▸ **Exercise details**
Reproduce, word for word, everything in the HPLC autosampler text below from "Valve injection allows" down to "than 0.2% error.".

▸ **Document excerpt**
The valve is the heart of the autosampler system and operates by controlling the flow of eluent through the autosampler device to allow loop filling in one configuration and to sweep the loop contents onto the HPLC in the other configuration. Of course, more sophisticated valves can also be used for applications where perhaps two different sample loops are required or where analyte needs to be directed onto different analytical columns etc. [1, 2]

Valve injection allows the rapid, reproducible and essentially operator independent delivery of a wide range of sample volumes (e.g. from 60nL up to several milliliters), at pressures up to 1200bar (17,500psi) with less than 0.2% error.

Sampling valves can be located within a temperature-controlled oven for use with samples that require analysis at either elevated or lowered temperatures. The most common valves can be obtained in either 4 or 6 port configurations for use in either manual or automated mode.




Figure 1.  Autosampler.


How Injections are Made

Sample injectors for HPLC transfer the sample at atmospheric pressure from a syringe to a Sample Loop. The loop is then connected via a change in valve configuration, to the high-pressure mobile phase stream, which carries the sample onto the column. There are two methods of loading the sample:[1, 2]

  • Complete-filling – where the loop size chosen has the desired injection volume and is totally filled with sample
  • Partial-filling – where the loop chosen is at least twice the required sample volume and is only partially filled

Dual mode injectors allow both complete and partial filling, single mode injectors allow only complete-filling. These two techniques differ in accuracy, precision and the amount of sample required and will be discussed further in a later topic.

Use the Animation 1 to investigate the various steps in a manual injection process.




Animation 1.The injection process.


Different Autosampler Designs

Autosamplers are widely used in analytical laboratories to increase sample throughput, improve injection precision and enable unattended operation – so reducing the labor costs associated with manual injection.[1, 2]

Most autosamplers use six-port loop injection valves in order to deliver the sample plug to the analytical column. In modern autosamplers the rotor is driven by an electric motor, in older models, compressed air may be used.

There are three main operating principles which are used in autosampler design:
  • Pull-to-fill
  • Push-to-fill
  • Integral-loop autosamplers

Each of these variations is implicitly different and has different performance characteristics.

For more information on these autosampler types subscribe to CHROMacademy


How Injection Valves Work - Anatomy of the Injection Valves

It is necessary to divert the flow of mobile phase away from the sampling system (i.e. the syringe) when aspirating the sample loop prior to injection.  This is achieved using the injection valve containing a Rotor Seal. [1, 2]

The interface between the HPLC capillaries and the stator is known as the Stator Face.

▸ **Given material**
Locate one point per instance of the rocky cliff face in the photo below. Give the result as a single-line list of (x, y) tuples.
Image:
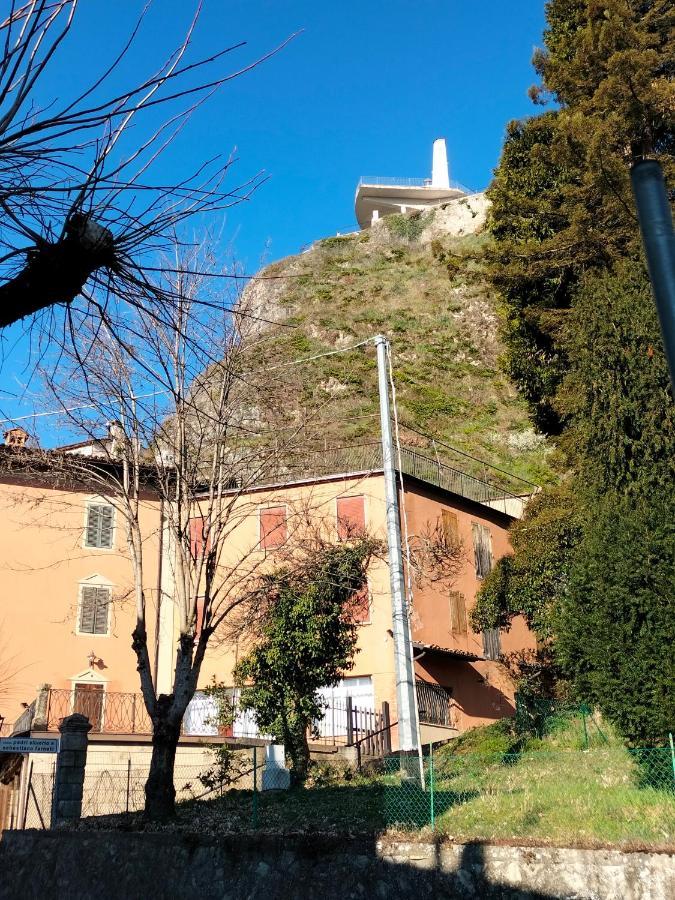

▸ **Solution to this exercise**
Valve injection allows the rapid, reproducible and essentially operator independent delivery of a wide range of sample volumes (e.g. from 60nL up to several milliliters), at pressures up to 1200bar (17,500psi) with less than 0.2% error.